An itinerant preacher (also known as an itinerant minister) is a Christian evangelist who preaches the basic Christian redemption message while traveling around to different groups of people within a relatively short period of time. The usage of these travelling evangelists is known as itineracy or itinerancy.

==History==
Early first century New Testament figures such as John the Baptist, Jesus Christ and Apostle Paul were known for traveling extensively and preaching to unreached people groups in the Middle East and Europe, although they often stayed for longer periods than modern itinerant evangelists. In the Middle Ages, preachers from the mendicant orders such as Franciscans and Dominicans, would likewise travel from town to town to preach repentance or to combat heresy.

Natural-language object grounding data:
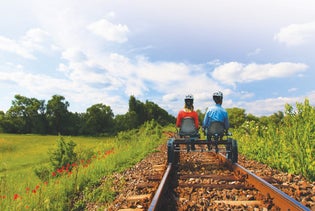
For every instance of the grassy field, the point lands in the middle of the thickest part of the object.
(21, 189)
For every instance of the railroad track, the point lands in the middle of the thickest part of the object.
(208, 181)
(199, 181)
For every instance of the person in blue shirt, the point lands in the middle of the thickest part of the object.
(216, 113)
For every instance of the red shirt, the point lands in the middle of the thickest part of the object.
(182, 114)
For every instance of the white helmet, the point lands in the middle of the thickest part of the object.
(218, 94)
(189, 97)
(218, 97)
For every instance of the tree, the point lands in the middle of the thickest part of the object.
(99, 119)
(27, 114)
(57, 114)
(236, 117)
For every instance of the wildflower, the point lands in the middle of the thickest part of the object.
(16, 196)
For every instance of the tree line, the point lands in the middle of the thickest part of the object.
(33, 116)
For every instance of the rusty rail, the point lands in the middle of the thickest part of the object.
(157, 197)
(282, 200)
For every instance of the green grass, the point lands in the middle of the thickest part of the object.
(21, 189)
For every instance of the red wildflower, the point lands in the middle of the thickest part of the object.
(16, 196)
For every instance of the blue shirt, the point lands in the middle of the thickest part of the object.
(216, 113)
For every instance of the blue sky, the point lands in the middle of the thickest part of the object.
(260, 54)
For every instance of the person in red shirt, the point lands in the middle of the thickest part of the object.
(188, 111)
(187, 121)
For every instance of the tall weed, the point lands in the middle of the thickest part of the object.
(289, 146)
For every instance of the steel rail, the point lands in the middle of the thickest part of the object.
(157, 196)
(282, 200)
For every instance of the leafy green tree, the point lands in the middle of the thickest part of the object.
(154, 112)
(126, 122)
(99, 119)
(237, 117)
(58, 114)
(27, 114)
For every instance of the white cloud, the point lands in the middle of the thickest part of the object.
(34, 40)
(109, 31)
(296, 34)
(234, 72)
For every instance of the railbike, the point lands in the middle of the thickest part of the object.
(188, 137)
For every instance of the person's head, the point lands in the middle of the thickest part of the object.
(189, 101)
(218, 97)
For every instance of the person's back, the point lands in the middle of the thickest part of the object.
(187, 111)
(216, 113)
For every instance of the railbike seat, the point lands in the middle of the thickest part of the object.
(216, 129)
(188, 128)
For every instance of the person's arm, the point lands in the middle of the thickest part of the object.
(179, 119)
(205, 121)
(226, 122)
(196, 120)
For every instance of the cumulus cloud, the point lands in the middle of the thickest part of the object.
(234, 72)
(296, 34)
(109, 31)
(34, 40)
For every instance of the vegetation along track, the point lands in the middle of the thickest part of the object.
(200, 181)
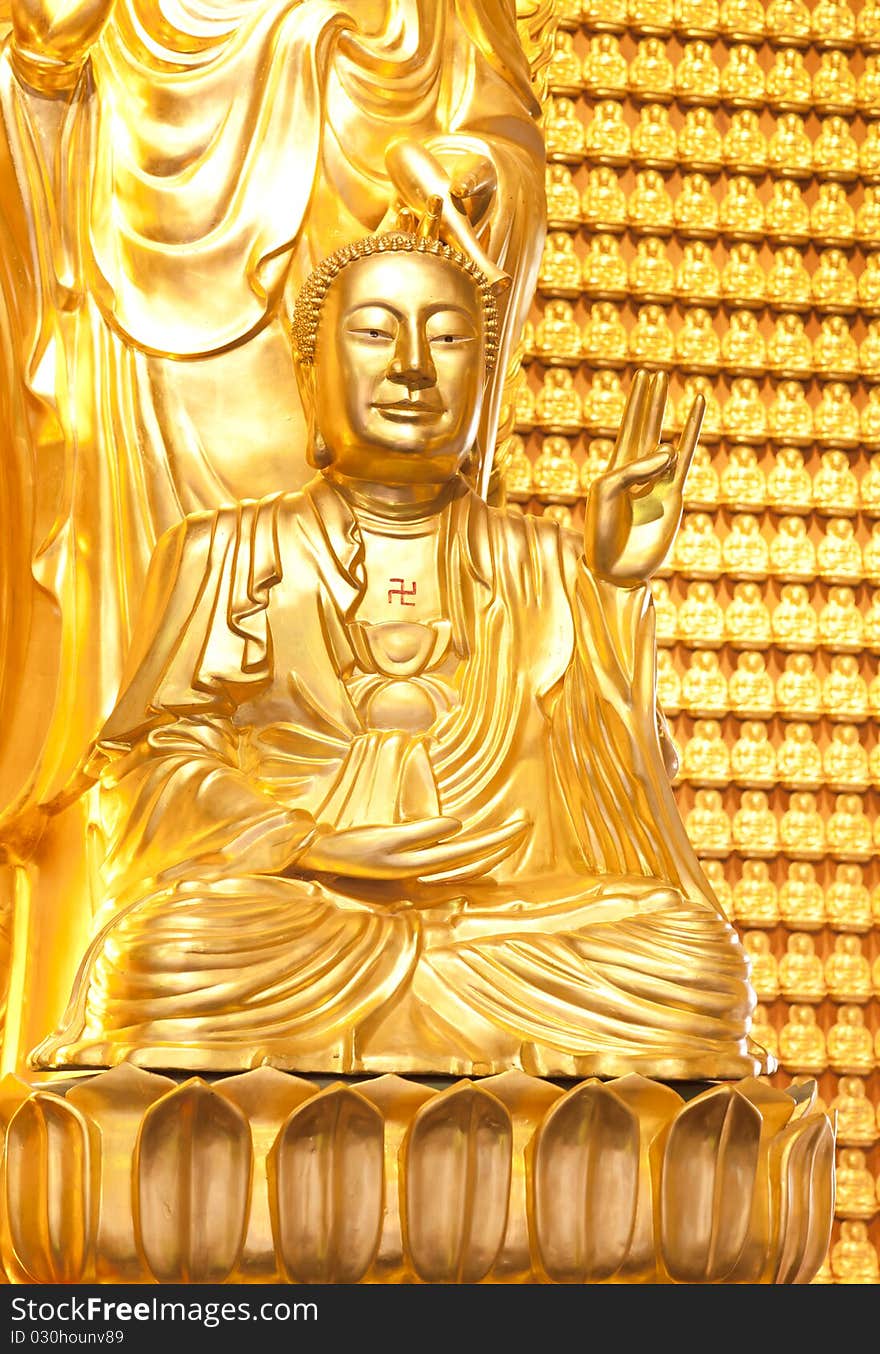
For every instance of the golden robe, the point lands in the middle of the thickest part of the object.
(595, 948)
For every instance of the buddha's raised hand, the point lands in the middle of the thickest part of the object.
(634, 508)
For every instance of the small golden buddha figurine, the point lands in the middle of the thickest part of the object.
(697, 279)
(799, 760)
(753, 758)
(557, 475)
(708, 825)
(604, 339)
(704, 685)
(558, 335)
(703, 486)
(651, 341)
(742, 79)
(853, 1257)
(754, 897)
(856, 1120)
(792, 553)
(604, 271)
(788, 84)
(836, 152)
(802, 901)
(841, 623)
(651, 73)
(697, 79)
(802, 827)
(697, 550)
(563, 130)
(850, 1045)
(700, 144)
(559, 267)
(700, 618)
(800, 974)
(654, 137)
(750, 687)
(706, 757)
(764, 967)
(754, 825)
(558, 404)
(604, 202)
(787, 214)
(834, 486)
(788, 283)
(856, 1186)
(834, 350)
(789, 148)
(789, 417)
(802, 1041)
(743, 280)
(563, 199)
(848, 971)
(838, 554)
(742, 210)
(845, 691)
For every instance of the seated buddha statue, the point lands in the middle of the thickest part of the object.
(754, 895)
(792, 553)
(800, 974)
(802, 901)
(856, 1120)
(360, 821)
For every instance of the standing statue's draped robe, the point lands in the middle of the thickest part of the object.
(595, 947)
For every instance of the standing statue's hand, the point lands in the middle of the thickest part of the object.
(634, 508)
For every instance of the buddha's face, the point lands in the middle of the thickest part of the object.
(400, 368)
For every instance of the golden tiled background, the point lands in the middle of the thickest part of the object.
(715, 210)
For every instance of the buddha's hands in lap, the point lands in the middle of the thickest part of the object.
(634, 508)
(429, 850)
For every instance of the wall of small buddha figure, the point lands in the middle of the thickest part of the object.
(714, 194)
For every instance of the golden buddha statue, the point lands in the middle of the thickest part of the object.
(764, 967)
(604, 339)
(802, 1045)
(708, 825)
(841, 622)
(604, 202)
(792, 553)
(856, 1120)
(654, 137)
(558, 335)
(845, 691)
(700, 145)
(834, 350)
(834, 486)
(838, 554)
(856, 1188)
(754, 825)
(802, 901)
(848, 971)
(789, 148)
(700, 618)
(563, 199)
(800, 974)
(743, 348)
(742, 79)
(853, 1257)
(850, 1045)
(789, 417)
(754, 895)
(558, 404)
(753, 758)
(802, 827)
(697, 79)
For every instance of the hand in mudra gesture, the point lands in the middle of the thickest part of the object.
(634, 508)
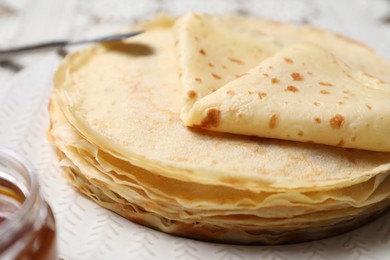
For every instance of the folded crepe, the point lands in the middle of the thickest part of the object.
(210, 54)
(303, 93)
(116, 127)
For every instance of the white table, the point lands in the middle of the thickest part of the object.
(28, 21)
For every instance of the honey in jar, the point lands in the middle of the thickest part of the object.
(27, 226)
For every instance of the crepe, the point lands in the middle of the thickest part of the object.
(303, 93)
(210, 54)
(115, 124)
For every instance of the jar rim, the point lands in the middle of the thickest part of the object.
(12, 160)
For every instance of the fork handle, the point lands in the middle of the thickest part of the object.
(9, 53)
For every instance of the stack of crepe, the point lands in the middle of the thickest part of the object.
(228, 129)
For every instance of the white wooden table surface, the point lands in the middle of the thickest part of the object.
(28, 21)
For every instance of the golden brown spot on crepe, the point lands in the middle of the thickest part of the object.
(212, 118)
(230, 92)
(216, 76)
(337, 121)
(325, 84)
(261, 95)
(191, 94)
(274, 80)
(273, 120)
(235, 60)
(351, 160)
(296, 76)
(288, 60)
(292, 88)
(199, 80)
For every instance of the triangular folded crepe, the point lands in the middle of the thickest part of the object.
(303, 93)
(210, 54)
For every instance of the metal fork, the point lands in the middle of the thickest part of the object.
(9, 53)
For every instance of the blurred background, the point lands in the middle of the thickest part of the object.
(29, 21)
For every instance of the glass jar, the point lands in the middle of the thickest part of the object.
(27, 226)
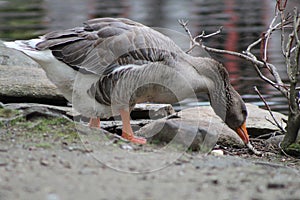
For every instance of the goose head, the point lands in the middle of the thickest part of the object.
(236, 114)
(224, 99)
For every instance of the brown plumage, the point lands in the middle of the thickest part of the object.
(108, 65)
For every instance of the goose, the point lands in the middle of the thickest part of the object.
(108, 65)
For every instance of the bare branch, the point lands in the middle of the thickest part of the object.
(269, 109)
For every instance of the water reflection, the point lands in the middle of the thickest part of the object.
(243, 21)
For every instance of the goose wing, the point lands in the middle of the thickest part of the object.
(103, 45)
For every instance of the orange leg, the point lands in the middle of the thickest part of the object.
(94, 122)
(127, 132)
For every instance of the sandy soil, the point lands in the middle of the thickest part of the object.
(44, 159)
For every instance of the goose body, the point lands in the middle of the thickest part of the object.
(108, 65)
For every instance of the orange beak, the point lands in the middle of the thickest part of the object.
(243, 133)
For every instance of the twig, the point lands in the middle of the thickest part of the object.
(197, 40)
(269, 109)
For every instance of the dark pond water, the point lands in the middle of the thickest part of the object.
(243, 22)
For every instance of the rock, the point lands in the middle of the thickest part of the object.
(27, 84)
(257, 123)
(196, 128)
(12, 57)
(21, 79)
(200, 127)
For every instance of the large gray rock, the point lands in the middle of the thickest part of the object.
(200, 127)
(21, 79)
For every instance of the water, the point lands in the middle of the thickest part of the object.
(243, 22)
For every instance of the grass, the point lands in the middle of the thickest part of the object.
(42, 132)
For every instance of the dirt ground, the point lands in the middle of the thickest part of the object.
(52, 159)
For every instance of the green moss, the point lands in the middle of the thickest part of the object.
(43, 131)
(293, 149)
(8, 113)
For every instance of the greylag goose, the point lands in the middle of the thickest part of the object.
(108, 65)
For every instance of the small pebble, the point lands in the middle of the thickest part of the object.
(217, 152)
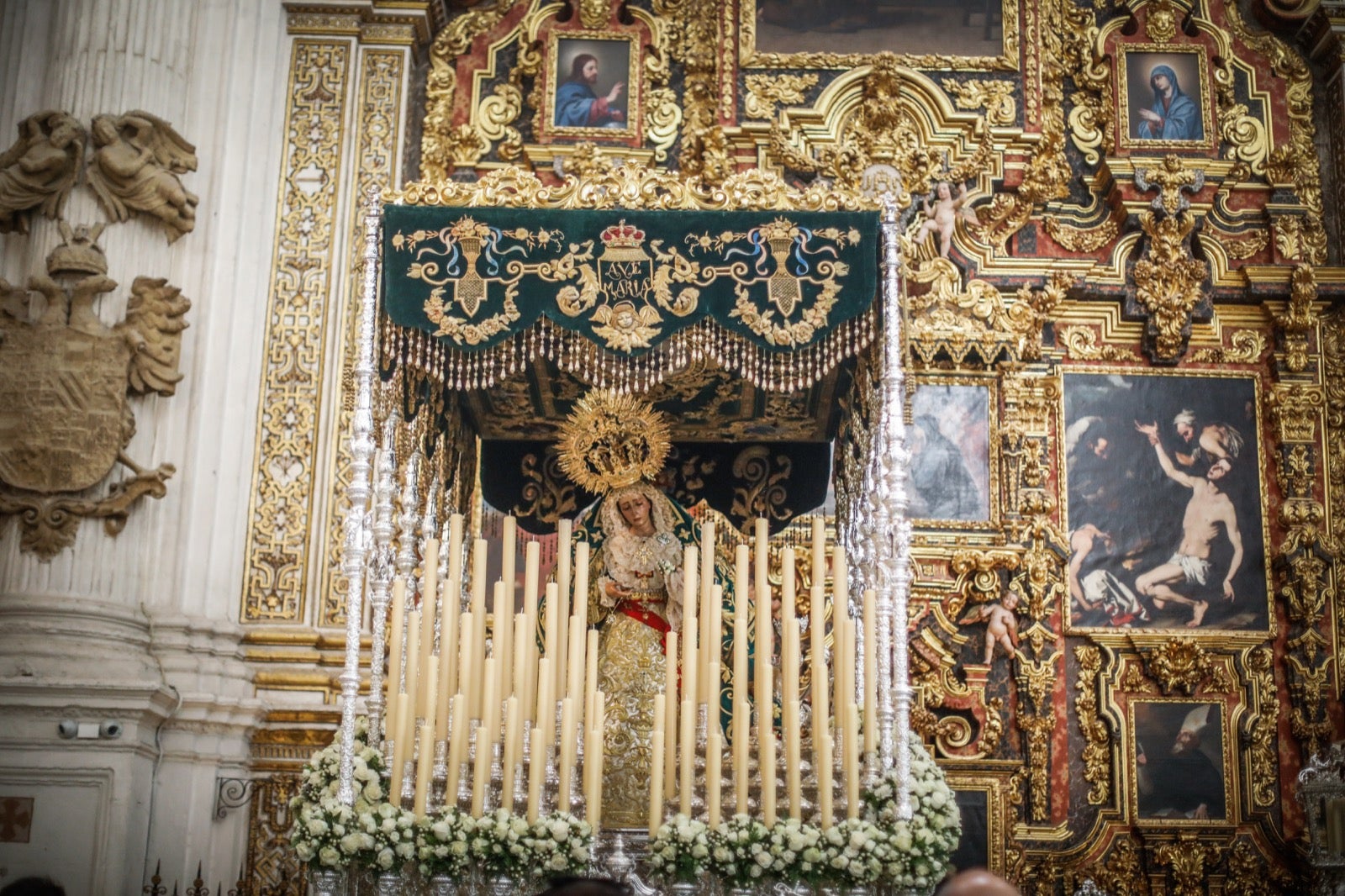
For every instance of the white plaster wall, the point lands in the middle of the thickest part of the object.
(145, 625)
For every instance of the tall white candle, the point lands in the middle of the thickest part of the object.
(502, 638)
(657, 784)
(424, 767)
(530, 575)
(793, 762)
(562, 584)
(481, 771)
(689, 626)
(582, 557)
(456, 748)
(575, 674)
(713, 772)
(825, 777)
(589, 677)
(509, 564)
(513, 728)
(852, 761)
(672, 725)
(740, 754)
(565, 770)
(467, 670)
(491, 710)
(688, 746)
(535, 772)
(448, 661)
(403, 747)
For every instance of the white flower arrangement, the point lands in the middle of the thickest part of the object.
(857, 853)
(679, 851)
(443, 842)
(919, 849)
(735, 849)
(327, 833)
(794, 851)
(562, 845)
(498, 845)
(387, 837)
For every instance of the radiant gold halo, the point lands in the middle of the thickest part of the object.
(612, 440)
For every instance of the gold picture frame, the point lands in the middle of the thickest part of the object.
(1140, 66)
(571, 98)
(950, 436)
(1170, 779)
(1123, 513)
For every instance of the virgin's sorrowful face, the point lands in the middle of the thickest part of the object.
(636, 512)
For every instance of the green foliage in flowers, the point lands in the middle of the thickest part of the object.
(679, 851)
(444, 842)
(735, 846)
(919, 848)
(327, 833)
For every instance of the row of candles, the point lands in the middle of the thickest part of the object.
(462, 683)
(837, 739)
(502, 692)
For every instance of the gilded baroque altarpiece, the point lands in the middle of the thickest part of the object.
(1100, 314)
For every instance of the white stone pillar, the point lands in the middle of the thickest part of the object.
(141, 629)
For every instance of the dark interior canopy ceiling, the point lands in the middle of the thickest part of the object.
(746, 451)
(704, 403)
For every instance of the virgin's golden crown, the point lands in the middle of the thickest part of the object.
(612, 440)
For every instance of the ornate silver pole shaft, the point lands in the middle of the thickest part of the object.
(894, 530)
(381, 573)
(356, 497)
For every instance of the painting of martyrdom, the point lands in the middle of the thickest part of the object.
(1163, 503)
(966, 29)
(974, 844)
(1179, 761)
(1163, 96)
(592, 82)
(950, 452)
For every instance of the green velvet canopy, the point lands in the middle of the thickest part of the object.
(627, 280)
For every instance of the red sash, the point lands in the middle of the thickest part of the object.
(651, 619)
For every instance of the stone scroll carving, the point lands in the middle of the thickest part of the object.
(66, 424)
(38, 171)
(136, 167)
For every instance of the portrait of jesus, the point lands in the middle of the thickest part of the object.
(592, 84)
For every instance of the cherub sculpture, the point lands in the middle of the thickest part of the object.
(40, 168)
(136, 166)
(1001, 625)
(942, 217)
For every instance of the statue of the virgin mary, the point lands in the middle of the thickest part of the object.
(615, 445)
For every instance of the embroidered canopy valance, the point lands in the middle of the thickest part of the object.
(629, 280)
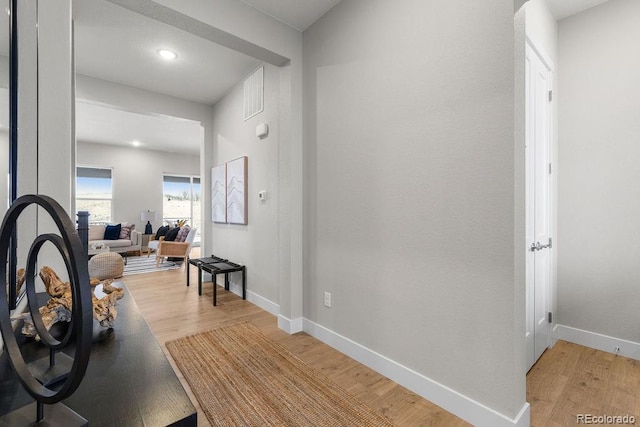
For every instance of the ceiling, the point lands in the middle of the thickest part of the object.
(564, 8)
(118, 45)
(115, 44)
(299, 14)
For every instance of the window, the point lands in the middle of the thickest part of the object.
(94, 193)
(181, 200)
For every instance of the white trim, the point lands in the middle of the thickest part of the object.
(598, 341)
(290, 326)
(543, 56)
(439, 394)
(262, 302)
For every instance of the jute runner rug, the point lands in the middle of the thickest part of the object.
(241, 378)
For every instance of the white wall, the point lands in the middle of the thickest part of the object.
(256, 244)
(542, 28)
(409, 139)
(137, 177)
(599, 195)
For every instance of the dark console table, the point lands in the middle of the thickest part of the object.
(215, 265)
(129, 381)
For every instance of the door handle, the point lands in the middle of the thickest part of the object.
(537, 246)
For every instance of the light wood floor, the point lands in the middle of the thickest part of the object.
(568, 379)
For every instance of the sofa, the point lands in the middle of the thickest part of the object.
(119, 238)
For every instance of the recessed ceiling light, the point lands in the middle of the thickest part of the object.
(167, 54)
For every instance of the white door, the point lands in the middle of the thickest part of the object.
(538, 205)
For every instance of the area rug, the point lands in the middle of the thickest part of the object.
(241, 378)
(142, 264)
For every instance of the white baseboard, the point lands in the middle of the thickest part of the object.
(291, 326)
(454, 402)
(262, 302)
(599, 342)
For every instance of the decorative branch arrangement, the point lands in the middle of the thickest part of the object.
(59, 307)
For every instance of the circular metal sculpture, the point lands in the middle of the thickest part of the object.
(81, 327)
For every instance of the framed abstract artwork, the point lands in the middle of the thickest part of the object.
(219, 193)
(237, 191)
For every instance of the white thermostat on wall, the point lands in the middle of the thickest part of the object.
(262, 130)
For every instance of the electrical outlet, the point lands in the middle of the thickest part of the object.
(327, 299)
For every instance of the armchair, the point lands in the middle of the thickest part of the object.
(175, 249)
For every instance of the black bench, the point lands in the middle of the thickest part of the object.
(215, 265)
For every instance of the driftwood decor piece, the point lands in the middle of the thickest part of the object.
(47, 408)
(58, 308)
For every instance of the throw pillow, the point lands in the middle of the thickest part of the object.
(112, 232)
(182, 234)
(172, 234)
(125, 231)
(162, 231)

Prompt 1. Condense the paragraph of the text on itinerant preachers that begins "Early first century New Testament figures" into a short list of its main facts.
Prompt 2. Carry on the text on itinerant preachers, starting right after its last sentence.

Reply 1.
- In the first century, John the Baptist, Jesus Christ and Apostle Paul traveled widely, preaching to unreached people groups in the Middle East and Europe.
- They often stayed in places longer than modern itinerant evangelists do.
- In the Middle Ages, preachers from mendicant orders such as the Franciscans and Dominicans traveled from town to town to preach repentance or to combat heresy.

Reply 2.
Starting in the eighteenth century, the Methodists were known for their itinerant preachers, known as circuit riders, to share the message. Among the most noted would be George Whitefield, who drew huge crowds as he traveled about colonial America during the 18th century The unusual and unconventional methods employed by the Methodists often resulted in compounding the existing rift between Anglicanism and Methodism. The "Itinerancy" is denoted as one of the "chief peculiar usages" of classic Methodism, along with practices such as class meetings and watchnight services.

Mary Porteous was a Primitive Methodist itinereant preacher. She was given permission to ignore the rules that applied to women itinerant preachers. She wrote about her time on the North Shields circuit in 1836. She travelled 682 miles, over 200 of which were on foot, begging for food and lodging and carrying her own luggage.

The Quakers referred to their itinerant preachers as "public friends".

==Modern itinerancy==
In the Methodist Church of Great Britain, ministerial appointments last for several years and may be extended. A process known as "stationing" enables churches and circuits to identify the type of minister they would propose to invite to serve them and ministers to put forward their offer to serve: the stationing process then matches these and the appointments are confirmed by the Annual Conference.

Appointments in the United Methodist Church now last for one year.